El contraste entre los discursos del Norte y del Sur fue notorio. Mientras los países industrializados insistieron en la necesidad de “ajustar mecanismos de mercado” y ampliar los fondos de transición, los líderes latinoamericanos en Belém (Lula, Gustavo Petro y Gabriel Boric) colocaron la responsabilidad moral y estructural en el hemisferio norte. Petro habló sin rodeos de un “fracaso” del sistema multilateral, culpando al lobby fósil de paralizar la acción colectiva. Boric, por su parte, acusó directamente a Donald Trump, quien ha retomado el discurso negacionista en su nueva etapa política, de “mentir” sobre la crisis climática. Ambos insistieron en que la evidencia científica no puede ser objeto de disputa ideológica.
La retórica del Sur Global converge en una idea: el cambio climático es, ante todo, una manifestación de desigualdad. Los países ricos, responsables históricos de la mayor parte de las emisiones, exigen disciplina ecológica a las economías emergentes mientras continúan subsidiando la extracción de combustibles fósiles. Al mismo tiempo, las promesas de financiación climática (100.000 millones de dólares anuales desde 2020) siguen incumplidas o atrapadas en mecanismos financieros opacos. En la práctica, los países en desarrollo enfrentan una doble penalización: son los más vulnerables a los impactos del calentamiento y los que disponen de menos recursos para mitigarlo.

**DATOS PROPORCIONADOS**

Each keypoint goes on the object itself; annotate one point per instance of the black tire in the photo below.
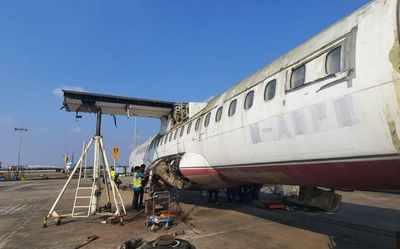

**TAREAS POR HACER**
A) ¿Puedes resumir en dos oraciones el texto sobre los discursos climáticos de Belém?
B) ¿Qué personas se nombran en el texto sobre los discursos climáticos de Belém? Enuméralas todas.
C) ¿Podrías continuar el texto sobre los discursos climáticos de Belém a partir de su última oración?

**RESPUESTAS DADAS**
A) En Belém, Lula, Gustavo Petro y Gabriel Boric atribuyeron al hemisferio norte la responsabilidad moral y estructural de la crisis climática, mientras los países industrializados insistían en ajustar mecanismos de mercado y ampliar los fondos de transición. Para el Sur Global, el cambio climático es ante todo una manifestación de desigualdad: los países ricos exigen disciplina ecológica a las economías emergentes mientras subsidian los combustibles fósiles e incumplen sus promesas de financiación, y los países en desarrollo son los más vulnerables y los que menos recursos tienen para mitigarlo.

B)
- Lula
- Gustavo Petro
- Gabriel Boric
- Donald Trump

C)
Desinformación y poder
El énfasis de Lula en las “fuerzas extremistas” no fue retórico. En Brasil, como en buena parte del mundo, la negación climática ha mutado: ya no se expresa en la refutación abierta de la ciencia, sino en narrativas conspirativas y tecnonacionalistas que presentan la transición verde como una imposición globalista. Esa retórica, amplificada por redes digitales y medios partidistas, traduce el lenguaje científico en términos de identidad y soberanía. En el fondo, el negacionismo climático funciona como un instrumento político para movilizar resentimientos frente a la globalización.
Esa dinámica no se limita a América Latina. En Estados Unidos, el discurso de Trump ante la Asamblea General de la ONU, donde calificó la crisis climática de “invención elitista”, reactivó la fractura ideológica interna en torno a la energía. Su argumento, que apela al empleo y la seguridad nacional, resuena en sectores industriales del medio oeste y en estados petroleros del sur, consolidando una coalición electoral que ve en las políticas verdes una amenaza cultural. En Europa, movimientos populistas de extrema derecha han adoptado estrategias similares, denunciando los impuestos al carbono como una “guerra contra el ciudadano común”.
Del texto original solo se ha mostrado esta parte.